=== Exercise directions ===
Work through the data below and give the number of lines holding the word "white", without any other text.

=== Given records ===
========================
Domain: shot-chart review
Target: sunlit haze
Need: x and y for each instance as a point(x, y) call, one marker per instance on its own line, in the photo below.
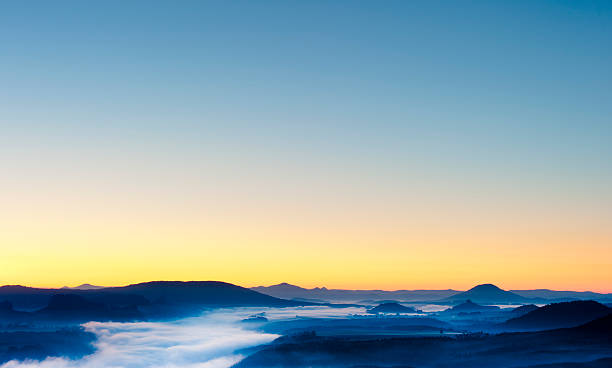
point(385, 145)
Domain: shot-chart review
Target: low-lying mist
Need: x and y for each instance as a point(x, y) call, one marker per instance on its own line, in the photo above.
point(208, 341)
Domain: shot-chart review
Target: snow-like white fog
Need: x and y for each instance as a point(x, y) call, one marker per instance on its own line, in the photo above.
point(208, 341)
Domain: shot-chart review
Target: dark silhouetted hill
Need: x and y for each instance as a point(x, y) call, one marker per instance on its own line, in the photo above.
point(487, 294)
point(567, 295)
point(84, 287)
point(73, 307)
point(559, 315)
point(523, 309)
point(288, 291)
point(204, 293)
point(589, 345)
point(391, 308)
========================
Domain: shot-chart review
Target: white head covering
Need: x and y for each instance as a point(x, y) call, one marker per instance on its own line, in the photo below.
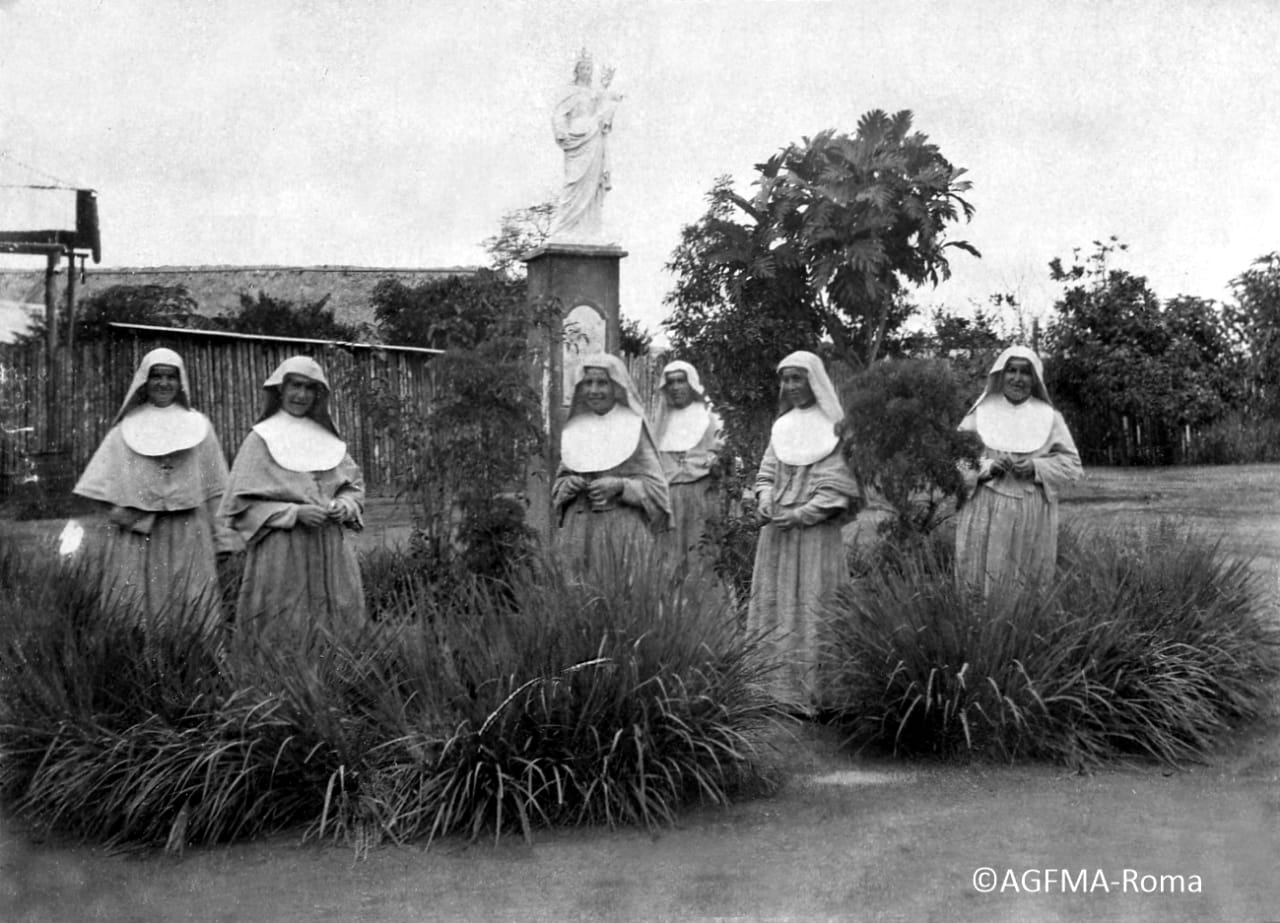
========================
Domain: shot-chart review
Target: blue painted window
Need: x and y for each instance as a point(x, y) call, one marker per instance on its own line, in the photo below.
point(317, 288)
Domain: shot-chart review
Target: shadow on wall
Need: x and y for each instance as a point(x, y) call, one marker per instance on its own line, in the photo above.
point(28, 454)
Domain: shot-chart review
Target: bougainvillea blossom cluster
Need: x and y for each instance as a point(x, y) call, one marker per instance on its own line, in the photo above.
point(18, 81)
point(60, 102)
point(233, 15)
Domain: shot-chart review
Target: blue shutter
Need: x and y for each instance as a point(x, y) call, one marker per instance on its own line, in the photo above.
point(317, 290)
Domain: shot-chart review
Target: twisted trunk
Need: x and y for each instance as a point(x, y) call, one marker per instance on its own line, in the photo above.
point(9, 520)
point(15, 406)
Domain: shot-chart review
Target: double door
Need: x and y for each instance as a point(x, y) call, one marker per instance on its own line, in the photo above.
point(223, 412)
========================
=== Written response ===
2